*YOUR INSTRUCTIONS*. Retype the line where "In this exercise you will indicate the horse's" appears and each line that follows it down to the last line of the records below. Leave the pictures out.
-- START --
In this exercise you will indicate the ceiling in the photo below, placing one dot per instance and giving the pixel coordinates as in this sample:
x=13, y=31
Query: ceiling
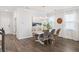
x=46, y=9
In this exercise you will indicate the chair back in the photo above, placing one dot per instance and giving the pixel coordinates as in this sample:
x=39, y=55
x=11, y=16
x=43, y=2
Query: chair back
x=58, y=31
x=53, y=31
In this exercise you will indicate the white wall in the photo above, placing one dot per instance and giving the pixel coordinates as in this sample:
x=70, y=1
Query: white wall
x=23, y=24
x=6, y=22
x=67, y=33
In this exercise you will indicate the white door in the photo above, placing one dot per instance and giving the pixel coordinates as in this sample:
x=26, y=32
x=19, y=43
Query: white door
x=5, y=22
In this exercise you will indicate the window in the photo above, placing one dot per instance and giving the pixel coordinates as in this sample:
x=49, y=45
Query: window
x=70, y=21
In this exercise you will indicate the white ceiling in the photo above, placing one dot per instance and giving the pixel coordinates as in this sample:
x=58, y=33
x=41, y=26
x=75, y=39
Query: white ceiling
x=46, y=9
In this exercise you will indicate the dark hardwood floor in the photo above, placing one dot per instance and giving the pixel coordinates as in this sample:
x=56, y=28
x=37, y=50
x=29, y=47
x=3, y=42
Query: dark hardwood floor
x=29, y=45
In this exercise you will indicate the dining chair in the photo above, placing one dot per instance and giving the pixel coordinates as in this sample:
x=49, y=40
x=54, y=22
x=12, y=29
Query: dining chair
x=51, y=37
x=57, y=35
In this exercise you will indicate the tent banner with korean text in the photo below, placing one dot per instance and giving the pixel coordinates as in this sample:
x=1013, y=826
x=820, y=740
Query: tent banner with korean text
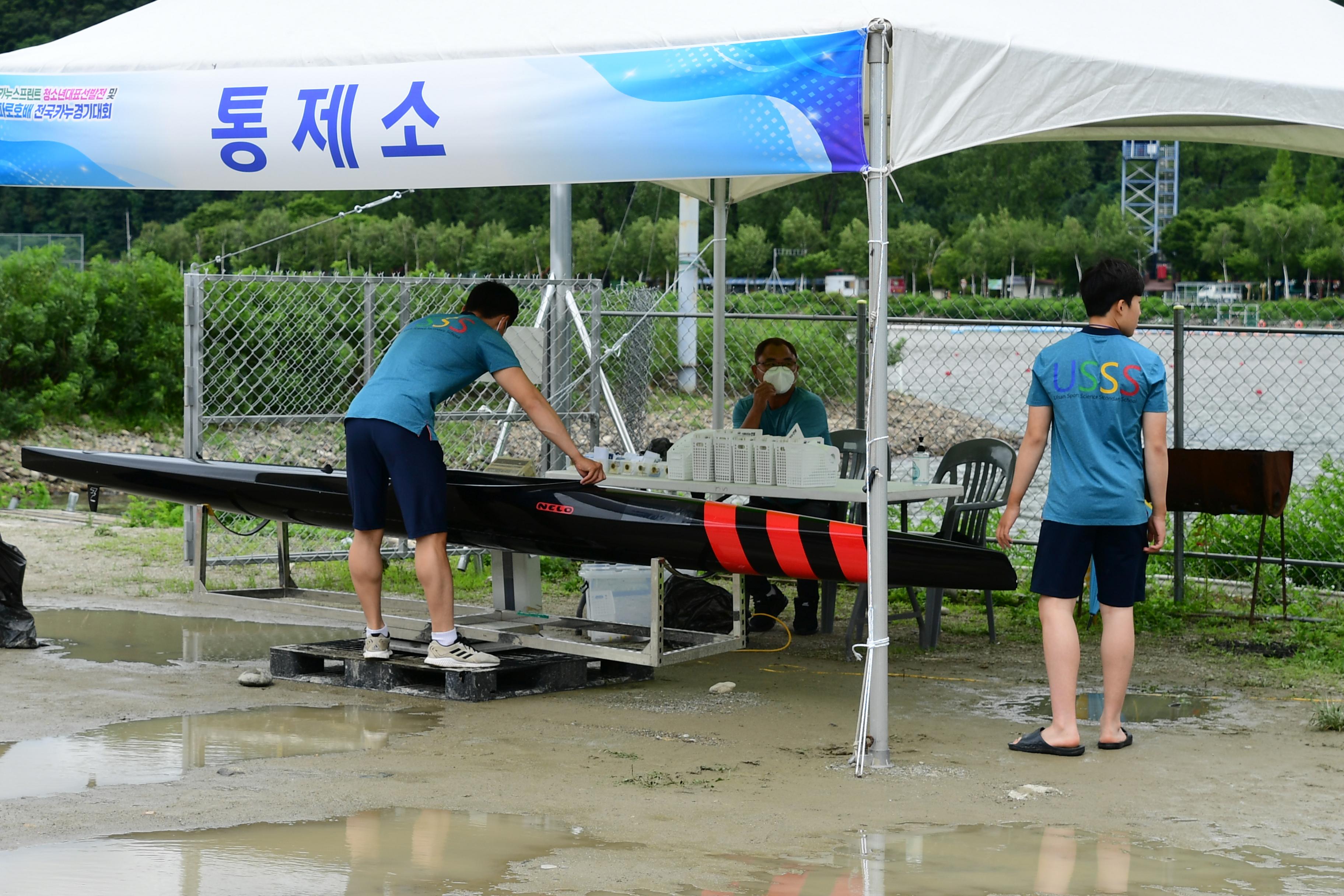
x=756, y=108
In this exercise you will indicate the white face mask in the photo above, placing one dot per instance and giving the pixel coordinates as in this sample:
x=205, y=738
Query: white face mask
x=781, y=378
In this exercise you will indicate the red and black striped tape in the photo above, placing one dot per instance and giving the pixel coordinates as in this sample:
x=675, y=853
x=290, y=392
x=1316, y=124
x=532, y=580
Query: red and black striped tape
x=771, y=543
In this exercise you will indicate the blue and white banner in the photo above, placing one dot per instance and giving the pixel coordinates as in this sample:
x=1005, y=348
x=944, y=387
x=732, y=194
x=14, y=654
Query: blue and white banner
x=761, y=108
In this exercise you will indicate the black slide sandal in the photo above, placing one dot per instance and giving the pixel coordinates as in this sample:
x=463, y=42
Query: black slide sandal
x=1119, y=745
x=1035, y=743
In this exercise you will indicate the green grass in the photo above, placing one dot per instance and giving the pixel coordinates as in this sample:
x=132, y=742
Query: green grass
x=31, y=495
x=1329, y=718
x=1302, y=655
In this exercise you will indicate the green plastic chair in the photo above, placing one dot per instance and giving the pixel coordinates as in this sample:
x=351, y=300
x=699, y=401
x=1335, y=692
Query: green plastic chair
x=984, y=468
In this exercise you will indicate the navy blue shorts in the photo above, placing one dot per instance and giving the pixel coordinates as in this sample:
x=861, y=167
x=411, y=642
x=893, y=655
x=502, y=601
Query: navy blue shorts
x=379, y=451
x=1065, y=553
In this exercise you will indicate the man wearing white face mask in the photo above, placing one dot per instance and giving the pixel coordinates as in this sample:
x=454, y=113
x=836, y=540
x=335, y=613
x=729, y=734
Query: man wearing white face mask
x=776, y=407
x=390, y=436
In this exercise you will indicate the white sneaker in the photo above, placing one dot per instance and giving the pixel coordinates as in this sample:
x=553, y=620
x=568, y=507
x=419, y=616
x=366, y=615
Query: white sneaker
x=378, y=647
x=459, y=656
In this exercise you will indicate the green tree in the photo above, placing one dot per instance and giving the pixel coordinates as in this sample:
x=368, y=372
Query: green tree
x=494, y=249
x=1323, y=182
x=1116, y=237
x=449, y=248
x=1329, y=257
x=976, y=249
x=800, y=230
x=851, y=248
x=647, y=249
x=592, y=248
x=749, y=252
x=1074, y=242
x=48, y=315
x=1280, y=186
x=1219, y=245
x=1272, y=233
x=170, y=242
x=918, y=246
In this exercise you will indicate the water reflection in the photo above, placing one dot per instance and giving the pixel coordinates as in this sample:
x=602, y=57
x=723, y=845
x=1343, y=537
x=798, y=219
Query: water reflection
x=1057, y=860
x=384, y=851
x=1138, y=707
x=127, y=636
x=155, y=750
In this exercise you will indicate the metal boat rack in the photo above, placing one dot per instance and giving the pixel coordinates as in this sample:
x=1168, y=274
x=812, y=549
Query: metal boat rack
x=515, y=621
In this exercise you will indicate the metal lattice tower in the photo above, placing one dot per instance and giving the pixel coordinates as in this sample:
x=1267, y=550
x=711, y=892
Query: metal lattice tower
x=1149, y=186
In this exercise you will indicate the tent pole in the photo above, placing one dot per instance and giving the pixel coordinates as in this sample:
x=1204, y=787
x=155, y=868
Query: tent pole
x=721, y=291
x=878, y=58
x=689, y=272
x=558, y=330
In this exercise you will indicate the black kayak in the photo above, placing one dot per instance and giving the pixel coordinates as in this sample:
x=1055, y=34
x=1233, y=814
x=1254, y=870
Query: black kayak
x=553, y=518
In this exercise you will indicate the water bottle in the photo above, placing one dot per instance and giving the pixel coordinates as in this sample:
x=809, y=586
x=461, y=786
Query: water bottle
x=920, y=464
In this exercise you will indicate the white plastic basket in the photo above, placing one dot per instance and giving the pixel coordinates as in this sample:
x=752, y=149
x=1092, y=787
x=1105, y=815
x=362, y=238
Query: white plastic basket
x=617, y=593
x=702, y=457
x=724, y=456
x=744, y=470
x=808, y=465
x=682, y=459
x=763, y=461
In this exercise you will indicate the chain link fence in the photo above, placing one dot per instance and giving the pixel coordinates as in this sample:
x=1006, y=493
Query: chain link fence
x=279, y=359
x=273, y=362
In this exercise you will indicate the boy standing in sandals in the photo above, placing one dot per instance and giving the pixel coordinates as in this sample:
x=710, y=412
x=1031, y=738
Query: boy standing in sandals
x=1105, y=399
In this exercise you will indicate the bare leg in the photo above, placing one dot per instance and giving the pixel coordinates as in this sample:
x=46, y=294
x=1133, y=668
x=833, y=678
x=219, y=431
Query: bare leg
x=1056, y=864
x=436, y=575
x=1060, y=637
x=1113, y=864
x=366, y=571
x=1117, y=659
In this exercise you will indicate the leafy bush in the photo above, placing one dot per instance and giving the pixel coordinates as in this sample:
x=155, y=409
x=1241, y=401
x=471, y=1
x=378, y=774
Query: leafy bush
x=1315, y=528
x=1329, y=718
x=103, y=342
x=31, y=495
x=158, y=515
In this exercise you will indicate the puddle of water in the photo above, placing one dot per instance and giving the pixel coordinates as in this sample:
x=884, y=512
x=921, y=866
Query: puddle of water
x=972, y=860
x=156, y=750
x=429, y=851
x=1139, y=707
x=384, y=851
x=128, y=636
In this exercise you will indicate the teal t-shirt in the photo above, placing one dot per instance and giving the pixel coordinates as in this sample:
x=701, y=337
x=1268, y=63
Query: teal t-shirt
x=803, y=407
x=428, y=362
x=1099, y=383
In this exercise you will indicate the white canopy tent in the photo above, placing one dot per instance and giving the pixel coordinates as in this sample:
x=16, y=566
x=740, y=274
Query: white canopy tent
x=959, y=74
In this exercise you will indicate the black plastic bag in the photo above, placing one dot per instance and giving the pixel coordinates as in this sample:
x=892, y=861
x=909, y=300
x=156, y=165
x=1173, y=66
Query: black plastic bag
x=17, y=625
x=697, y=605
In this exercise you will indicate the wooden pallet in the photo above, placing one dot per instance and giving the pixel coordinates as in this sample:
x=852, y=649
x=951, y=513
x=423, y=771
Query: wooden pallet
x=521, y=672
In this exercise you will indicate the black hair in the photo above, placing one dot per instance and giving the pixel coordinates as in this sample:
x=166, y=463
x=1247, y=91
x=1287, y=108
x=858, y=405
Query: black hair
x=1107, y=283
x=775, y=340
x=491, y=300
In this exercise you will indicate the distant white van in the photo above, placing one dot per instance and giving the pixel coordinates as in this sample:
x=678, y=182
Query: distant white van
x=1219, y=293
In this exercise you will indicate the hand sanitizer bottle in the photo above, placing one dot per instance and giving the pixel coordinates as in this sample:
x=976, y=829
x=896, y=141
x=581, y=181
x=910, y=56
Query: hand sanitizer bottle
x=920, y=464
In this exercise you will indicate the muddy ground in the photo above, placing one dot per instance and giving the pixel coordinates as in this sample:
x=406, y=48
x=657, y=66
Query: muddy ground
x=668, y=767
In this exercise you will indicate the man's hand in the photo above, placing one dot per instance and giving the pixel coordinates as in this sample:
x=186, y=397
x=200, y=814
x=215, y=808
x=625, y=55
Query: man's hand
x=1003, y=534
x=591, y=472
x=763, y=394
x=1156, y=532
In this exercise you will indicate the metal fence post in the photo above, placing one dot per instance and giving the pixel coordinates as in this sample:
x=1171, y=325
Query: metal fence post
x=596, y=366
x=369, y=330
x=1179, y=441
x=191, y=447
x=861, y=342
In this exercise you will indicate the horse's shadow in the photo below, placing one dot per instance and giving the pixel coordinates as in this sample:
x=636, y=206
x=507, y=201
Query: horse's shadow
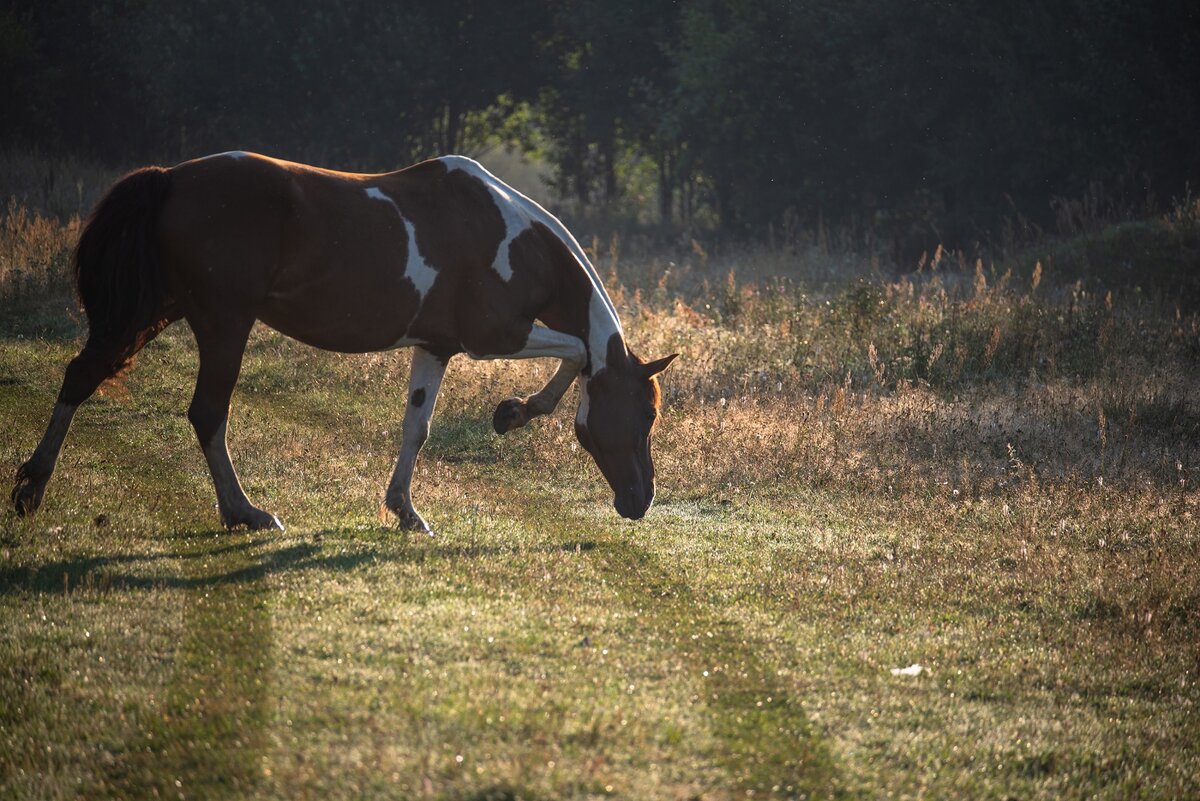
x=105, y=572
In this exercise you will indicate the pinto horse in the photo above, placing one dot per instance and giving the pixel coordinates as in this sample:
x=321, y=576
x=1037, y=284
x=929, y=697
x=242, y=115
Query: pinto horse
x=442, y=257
-- END --
*TASK SOLUTION*.
In this exercise you will indicate the horse's shadow in the photo below, placing one dot per instance and giving the pixel coordinates as in this sample:
x=636, y=206
x=507, y=201
Query: horse's shadow
x=105, y=572
In this exercise you will indicate the pinto horse in the photo above, placing one dot per instance and giving the pixel coordinates as in this sample:
x=321, y=576
x=1037, y=284
x=929, y=697
x=242, y=115
Query: pinto horse
x=442, y=257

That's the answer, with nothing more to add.